Page
Et comment peser face aux banques ?

C’est vraiment une question de volonté politique. En France, on est le pays européen où la loi bancaire a été la plus faiblarde. En Allemagne, Angela Merkel a durci les sanctions en disant : « les banquiers qui ont déconné, ce ne sont pas des imbéciles, ils doivent aller en prison ». En Angleterre, où il y a aussi un gouvernement de droite, le Ministre des finances a dit : « il faut comprendre le danger de la spéculation, il faut entendre la colère du peuple et nous devons mettre une paroi électrifiée entre les banques de dépôt et les banques d’affaire ». La France, c’est le pays européen où le lobby bancaire est le plus puissant. Tout le monde dit que c’est le lobby bancaire qui a rédigé la loi de séparation qui, du coup, n’a servi à rien. On a un aveuglement des dirigeants français qui est terrifiant. Regardez le dernier G20 à Shanghai ! D’un côté il y avait plein de pays autour du FMI qui disaient « attention on est sur une bombe, il faut un nouveau Bretton Woods et adopter des mesures très forte pour lutter contre la spéculation », et puis le principal intervenant qui a bloqué ces réformes, c’est Michel Sapin. Michel Sapin pense qu’il n’y a pas de crise, alors que Christine Lagarde dit qu’il faut prendre des mesures fortes contre la spéculation…

Comment vous l’expliquez, cet « aveuglement » ?

Consignes à suivre
Selon la page, qui a été le principal intervenant à bloquer les réformes au dernier G20 à Shanghai ?

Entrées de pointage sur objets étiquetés
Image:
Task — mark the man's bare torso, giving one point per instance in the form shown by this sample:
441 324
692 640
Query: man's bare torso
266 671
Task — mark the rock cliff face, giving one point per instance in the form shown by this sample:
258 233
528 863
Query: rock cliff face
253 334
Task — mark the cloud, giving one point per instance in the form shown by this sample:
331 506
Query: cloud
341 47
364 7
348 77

Réponse complète
Michel Sapin.